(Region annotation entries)

········

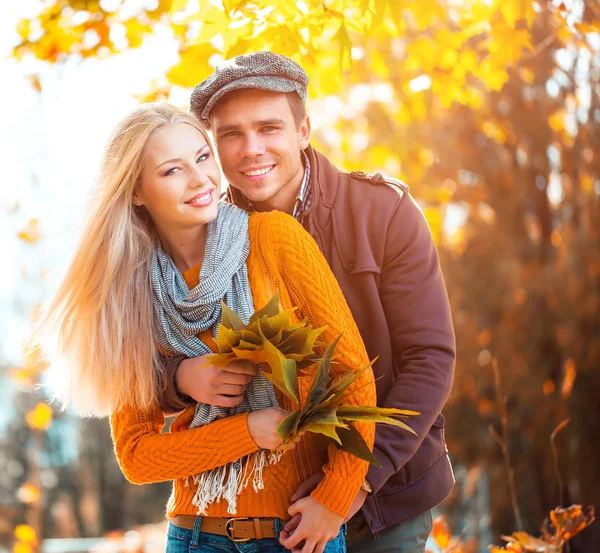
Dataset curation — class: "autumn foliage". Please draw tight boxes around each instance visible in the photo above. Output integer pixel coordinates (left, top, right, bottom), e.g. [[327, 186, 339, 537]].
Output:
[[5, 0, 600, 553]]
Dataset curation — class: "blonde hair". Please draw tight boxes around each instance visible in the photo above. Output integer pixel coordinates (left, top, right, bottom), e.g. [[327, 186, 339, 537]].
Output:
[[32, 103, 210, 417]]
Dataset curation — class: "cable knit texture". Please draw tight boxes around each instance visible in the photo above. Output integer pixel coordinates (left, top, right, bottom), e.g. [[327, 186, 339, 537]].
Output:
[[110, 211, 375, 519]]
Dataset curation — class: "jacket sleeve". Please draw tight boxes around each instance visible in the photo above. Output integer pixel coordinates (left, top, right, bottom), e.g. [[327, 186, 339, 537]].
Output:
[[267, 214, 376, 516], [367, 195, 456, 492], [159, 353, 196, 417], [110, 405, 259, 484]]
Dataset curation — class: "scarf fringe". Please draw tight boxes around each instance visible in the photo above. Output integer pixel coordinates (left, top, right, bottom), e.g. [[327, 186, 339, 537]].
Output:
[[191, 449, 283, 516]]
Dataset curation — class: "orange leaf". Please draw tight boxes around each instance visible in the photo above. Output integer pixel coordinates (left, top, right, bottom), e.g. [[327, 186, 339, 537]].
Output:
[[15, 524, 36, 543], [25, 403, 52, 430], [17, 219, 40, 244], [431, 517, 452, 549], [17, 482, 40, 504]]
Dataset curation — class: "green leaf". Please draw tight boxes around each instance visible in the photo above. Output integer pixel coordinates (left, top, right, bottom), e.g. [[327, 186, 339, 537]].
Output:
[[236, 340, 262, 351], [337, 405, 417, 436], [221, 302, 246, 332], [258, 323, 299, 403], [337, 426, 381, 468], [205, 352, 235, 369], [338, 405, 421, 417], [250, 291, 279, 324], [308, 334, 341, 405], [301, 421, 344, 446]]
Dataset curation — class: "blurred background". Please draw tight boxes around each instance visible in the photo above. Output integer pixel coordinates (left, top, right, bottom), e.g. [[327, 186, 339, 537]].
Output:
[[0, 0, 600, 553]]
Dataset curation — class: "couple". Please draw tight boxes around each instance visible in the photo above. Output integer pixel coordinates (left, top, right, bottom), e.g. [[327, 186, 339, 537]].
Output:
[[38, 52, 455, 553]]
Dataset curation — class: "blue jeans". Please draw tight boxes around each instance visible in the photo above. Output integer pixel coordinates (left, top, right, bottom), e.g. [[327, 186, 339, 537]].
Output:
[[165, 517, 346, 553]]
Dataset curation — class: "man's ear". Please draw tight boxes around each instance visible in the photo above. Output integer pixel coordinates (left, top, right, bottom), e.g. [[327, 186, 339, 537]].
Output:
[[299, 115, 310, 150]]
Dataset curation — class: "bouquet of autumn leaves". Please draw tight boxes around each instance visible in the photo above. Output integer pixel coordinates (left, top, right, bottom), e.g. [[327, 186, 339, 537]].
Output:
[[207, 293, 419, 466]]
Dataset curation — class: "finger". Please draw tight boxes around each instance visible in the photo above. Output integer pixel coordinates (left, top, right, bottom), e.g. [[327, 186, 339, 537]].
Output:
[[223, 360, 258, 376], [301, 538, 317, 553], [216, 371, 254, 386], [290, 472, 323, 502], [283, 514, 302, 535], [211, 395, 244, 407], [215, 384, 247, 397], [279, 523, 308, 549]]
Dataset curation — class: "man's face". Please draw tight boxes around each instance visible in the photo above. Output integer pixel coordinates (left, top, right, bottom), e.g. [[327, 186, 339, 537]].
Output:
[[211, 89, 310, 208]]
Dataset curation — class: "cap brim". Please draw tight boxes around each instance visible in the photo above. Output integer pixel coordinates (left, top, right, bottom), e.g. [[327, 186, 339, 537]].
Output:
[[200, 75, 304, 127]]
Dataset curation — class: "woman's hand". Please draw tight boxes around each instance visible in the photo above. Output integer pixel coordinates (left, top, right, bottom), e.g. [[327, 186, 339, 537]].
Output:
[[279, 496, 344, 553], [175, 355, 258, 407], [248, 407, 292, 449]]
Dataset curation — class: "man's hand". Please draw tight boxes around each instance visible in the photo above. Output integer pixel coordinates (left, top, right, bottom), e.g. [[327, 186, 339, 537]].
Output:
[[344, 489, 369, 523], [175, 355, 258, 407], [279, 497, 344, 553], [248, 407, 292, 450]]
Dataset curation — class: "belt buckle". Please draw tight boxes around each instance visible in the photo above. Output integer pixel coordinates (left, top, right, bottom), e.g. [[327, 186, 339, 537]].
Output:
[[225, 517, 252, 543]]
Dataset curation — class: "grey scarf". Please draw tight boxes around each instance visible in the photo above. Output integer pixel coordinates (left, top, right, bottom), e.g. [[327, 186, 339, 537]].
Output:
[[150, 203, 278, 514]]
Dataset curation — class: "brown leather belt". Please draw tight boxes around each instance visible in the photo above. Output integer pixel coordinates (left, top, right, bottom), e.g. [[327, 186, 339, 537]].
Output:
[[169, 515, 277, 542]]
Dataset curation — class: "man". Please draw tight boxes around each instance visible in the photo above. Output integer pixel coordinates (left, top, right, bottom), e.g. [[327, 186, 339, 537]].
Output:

········

#### What to produce:
Rewrite every line from the start through the line containing "[[5, 0, 600, 553]]", both ends included, and give only those lines, with only the bounding-box coordinates in the answers multiplied by 2.2 and rounded to whole numbers, halves rounding up. Leave out the pictures.

#### Solution:
Dataset curation — class: "autumn foliage". Please draw tight boxes around each instance visible in the photo above. Output integer pixel coordinates (left, top, right, bottom), e.g. [[327, 186, 339, 537]].
Output:
[[11, 0, 1320, 1217]]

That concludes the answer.